## Input data:
○ ○ ○

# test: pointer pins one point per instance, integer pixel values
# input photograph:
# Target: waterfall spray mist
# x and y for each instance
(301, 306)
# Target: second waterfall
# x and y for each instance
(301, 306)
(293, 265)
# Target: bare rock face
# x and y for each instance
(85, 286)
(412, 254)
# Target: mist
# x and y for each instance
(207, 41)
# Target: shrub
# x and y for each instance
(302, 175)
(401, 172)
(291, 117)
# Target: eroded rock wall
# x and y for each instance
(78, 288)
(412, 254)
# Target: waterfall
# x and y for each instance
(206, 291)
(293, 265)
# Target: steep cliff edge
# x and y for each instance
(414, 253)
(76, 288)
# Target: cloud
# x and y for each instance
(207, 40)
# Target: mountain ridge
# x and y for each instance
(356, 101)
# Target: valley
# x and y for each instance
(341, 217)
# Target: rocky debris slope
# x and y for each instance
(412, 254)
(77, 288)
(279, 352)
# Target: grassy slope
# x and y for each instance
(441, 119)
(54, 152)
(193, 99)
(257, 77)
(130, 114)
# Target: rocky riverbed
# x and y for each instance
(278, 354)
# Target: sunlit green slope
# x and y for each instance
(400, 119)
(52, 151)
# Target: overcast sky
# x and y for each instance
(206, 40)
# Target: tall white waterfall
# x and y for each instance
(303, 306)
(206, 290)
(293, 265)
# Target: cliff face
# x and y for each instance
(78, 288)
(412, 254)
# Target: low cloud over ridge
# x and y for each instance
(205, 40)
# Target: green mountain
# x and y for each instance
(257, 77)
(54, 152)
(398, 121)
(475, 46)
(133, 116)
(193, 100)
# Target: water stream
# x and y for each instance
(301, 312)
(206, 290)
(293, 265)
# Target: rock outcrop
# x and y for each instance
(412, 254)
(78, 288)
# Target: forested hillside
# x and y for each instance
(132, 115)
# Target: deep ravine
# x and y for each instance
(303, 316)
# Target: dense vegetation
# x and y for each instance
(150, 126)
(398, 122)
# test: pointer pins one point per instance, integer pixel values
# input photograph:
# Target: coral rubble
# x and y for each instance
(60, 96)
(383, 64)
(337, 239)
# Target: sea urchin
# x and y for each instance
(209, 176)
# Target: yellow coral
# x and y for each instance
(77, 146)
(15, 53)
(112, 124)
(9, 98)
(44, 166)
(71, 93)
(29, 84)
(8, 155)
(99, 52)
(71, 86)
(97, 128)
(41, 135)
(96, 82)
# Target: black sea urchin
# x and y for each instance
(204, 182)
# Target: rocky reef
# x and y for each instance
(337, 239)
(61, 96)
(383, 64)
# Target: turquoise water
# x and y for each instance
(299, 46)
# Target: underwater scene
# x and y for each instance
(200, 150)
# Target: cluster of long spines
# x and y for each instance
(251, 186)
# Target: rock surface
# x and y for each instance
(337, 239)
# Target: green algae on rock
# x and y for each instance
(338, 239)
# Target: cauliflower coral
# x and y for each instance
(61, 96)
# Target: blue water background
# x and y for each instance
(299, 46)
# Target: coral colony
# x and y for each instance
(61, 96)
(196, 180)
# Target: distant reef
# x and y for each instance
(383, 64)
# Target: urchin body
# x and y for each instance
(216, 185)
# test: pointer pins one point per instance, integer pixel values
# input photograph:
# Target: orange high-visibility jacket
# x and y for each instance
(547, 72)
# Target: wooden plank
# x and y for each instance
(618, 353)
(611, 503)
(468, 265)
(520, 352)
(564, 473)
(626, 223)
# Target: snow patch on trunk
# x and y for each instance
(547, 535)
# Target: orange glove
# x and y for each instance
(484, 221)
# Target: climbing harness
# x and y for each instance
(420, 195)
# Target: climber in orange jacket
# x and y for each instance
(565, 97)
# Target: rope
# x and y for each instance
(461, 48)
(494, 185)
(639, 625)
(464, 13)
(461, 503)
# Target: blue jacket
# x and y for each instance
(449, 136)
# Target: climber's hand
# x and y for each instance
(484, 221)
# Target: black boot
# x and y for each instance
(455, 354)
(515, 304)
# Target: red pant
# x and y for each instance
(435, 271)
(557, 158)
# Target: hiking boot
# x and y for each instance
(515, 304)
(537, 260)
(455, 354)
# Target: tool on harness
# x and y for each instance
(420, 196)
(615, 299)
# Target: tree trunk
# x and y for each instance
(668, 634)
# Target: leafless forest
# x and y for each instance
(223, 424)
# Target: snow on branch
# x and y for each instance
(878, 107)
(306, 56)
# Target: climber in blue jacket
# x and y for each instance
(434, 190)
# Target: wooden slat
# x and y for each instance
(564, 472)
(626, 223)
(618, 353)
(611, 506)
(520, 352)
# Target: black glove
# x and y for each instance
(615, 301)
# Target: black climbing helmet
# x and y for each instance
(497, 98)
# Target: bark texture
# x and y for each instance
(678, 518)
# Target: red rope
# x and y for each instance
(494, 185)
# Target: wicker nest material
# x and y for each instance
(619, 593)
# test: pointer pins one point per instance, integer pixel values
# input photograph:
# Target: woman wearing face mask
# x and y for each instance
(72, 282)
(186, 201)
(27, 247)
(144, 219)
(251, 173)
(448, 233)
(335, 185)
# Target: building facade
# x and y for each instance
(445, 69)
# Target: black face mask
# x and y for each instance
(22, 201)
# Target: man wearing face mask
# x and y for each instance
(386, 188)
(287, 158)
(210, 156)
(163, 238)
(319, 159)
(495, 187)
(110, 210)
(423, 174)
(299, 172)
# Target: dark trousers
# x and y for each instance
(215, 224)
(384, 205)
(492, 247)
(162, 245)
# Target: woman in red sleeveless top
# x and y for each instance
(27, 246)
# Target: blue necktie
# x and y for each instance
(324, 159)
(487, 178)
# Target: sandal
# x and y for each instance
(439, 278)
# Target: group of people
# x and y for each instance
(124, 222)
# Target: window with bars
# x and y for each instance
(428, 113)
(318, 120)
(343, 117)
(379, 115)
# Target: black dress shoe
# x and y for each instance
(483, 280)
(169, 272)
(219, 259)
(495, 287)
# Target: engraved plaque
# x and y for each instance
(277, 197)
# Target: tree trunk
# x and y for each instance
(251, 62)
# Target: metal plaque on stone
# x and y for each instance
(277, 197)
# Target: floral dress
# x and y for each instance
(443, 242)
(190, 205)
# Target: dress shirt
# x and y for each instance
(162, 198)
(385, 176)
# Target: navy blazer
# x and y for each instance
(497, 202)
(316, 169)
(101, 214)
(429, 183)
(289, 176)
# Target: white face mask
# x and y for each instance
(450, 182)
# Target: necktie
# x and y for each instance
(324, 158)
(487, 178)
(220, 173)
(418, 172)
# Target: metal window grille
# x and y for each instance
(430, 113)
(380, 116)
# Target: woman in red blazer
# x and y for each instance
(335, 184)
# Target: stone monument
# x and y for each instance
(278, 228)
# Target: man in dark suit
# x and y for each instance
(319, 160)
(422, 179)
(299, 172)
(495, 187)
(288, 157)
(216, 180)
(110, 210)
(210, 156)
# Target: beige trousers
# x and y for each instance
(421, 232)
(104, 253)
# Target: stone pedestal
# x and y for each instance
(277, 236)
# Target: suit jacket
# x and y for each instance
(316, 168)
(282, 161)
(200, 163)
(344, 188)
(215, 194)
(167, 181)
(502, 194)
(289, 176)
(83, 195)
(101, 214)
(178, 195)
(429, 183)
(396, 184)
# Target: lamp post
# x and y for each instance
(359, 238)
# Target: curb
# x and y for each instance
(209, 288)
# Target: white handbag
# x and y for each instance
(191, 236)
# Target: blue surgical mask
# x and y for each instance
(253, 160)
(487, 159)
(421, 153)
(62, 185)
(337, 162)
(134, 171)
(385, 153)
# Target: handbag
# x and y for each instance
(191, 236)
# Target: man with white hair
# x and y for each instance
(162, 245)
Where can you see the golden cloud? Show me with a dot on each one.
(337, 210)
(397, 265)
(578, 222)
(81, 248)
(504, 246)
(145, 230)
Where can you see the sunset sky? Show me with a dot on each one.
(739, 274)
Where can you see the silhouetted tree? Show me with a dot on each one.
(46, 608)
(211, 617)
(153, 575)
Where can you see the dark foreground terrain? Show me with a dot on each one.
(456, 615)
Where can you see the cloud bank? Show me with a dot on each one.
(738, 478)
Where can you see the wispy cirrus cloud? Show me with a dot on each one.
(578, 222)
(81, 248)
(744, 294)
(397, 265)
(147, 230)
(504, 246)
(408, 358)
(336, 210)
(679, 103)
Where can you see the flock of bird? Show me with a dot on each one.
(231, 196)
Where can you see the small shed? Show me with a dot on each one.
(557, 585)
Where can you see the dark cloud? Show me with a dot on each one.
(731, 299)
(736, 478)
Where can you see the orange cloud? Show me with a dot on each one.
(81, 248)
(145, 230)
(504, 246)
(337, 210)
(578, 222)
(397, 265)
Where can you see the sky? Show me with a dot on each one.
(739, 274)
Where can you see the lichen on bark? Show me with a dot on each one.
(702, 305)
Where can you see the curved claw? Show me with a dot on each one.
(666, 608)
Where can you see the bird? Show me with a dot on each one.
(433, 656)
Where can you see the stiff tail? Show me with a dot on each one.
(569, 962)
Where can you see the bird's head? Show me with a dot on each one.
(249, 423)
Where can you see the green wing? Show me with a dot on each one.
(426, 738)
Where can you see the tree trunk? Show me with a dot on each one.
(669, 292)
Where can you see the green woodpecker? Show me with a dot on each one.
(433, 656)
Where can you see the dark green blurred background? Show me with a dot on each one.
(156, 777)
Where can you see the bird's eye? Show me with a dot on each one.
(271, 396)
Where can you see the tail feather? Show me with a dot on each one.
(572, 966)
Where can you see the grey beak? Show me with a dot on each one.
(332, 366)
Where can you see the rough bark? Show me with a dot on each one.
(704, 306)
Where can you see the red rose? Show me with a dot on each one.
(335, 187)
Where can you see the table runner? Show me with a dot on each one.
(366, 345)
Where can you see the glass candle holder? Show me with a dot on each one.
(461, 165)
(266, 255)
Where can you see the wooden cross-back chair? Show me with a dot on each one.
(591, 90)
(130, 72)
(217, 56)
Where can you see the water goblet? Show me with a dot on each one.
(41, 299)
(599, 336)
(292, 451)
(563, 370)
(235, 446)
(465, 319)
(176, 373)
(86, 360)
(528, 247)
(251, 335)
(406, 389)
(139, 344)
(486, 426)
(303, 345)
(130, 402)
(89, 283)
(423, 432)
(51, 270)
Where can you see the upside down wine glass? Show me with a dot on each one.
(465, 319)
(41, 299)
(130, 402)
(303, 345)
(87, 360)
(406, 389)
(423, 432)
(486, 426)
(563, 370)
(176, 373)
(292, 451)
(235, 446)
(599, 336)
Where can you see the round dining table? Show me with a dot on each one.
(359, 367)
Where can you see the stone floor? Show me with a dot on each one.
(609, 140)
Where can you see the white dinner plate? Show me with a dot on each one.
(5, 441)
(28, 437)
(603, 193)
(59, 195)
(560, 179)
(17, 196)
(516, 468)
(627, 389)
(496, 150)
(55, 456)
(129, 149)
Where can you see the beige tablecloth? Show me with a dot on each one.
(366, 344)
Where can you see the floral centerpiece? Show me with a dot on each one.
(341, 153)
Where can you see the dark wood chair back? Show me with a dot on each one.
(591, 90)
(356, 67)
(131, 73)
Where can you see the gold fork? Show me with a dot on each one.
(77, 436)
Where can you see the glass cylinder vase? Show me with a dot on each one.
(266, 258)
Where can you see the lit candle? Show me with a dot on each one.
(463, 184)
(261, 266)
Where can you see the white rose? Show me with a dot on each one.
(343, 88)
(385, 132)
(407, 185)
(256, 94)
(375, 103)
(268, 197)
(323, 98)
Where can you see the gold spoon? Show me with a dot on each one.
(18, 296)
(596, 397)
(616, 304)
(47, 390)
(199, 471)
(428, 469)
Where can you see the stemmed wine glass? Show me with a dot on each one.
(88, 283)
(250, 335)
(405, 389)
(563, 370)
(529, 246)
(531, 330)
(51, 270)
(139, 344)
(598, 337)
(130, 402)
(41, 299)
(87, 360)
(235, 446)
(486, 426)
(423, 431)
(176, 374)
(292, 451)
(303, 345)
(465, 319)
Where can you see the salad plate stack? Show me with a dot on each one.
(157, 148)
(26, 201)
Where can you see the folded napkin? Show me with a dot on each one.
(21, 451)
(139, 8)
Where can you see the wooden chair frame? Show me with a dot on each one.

○ ○ ○

## What is expected:
Include both ends. Return the line holding "Where can you see the stone" and all lines after it in the records above, exactly as written.

## The answer:
Where can you see the stone floor? Show me with a dot on each one.
(609, 140)
Where can you see the white dinner plate? Show me with a dot on each one.
(5, 441)
(28, 437)
(603, 193)
(59, 195)
(560, 179)
(17, 196)
(516, 468)
(627, 389)
(496, 150)
(55, 456)
(129, 149)
Where can you see the beige tablecloth? Show me with a dot on each one.
(366, 344)
Where can you see the floral centerpiece? Show me with a dot on each one.
(341, 153)
Where can you see the dark wood chair back? Show me with a dot on each one.
(591, 90)
(356, 67)
(131, 73)
Where can you see the gold fork? Show me with a dot on each one.
(77, 436)
Where can you see the glass cylinder vase? Show me with a dot on each one.
(266, 258)
Where can you see the lit candle? Show me with a dot on each one.
(463, 184)
(261, 266)
Where can you see the white rose? Show me with a dot on each one.
(343, 88)
(385, 132)
(407, 185)
(256, 94)
(375, 103)
(268, 197)
(323, 98)
Where can you see the gold spoon? Show me with a dot on each one.
(18, 296)
(596, 397)
(616, 304)
(47, 390)
(199, 471)
(428, 469)
Where can you see the stemmed wine glass? Show me with a dot on each one.
(88, 283)
(250, 335)
(405, 389)
(563, 370)
(529, 246)
(531, 330)
(51, 270)
(139, 344)
(598, 337)
(130, 402)
(41, 299)
(87, 360)
(235, 446)
(486, 426)
(423, 431)
(176, 374)
(292, 451)
(303, 345)
(465, 319)
Where can you see the salad plate stack? Show me with a dot on each one.
(157, 148)
(26, 201)
Where can you see the folded napkin? Show me with a dot on each one.
(21, 451)
(139, 8)
Where can you see the wooden chair frame? Show me with a dot on each one.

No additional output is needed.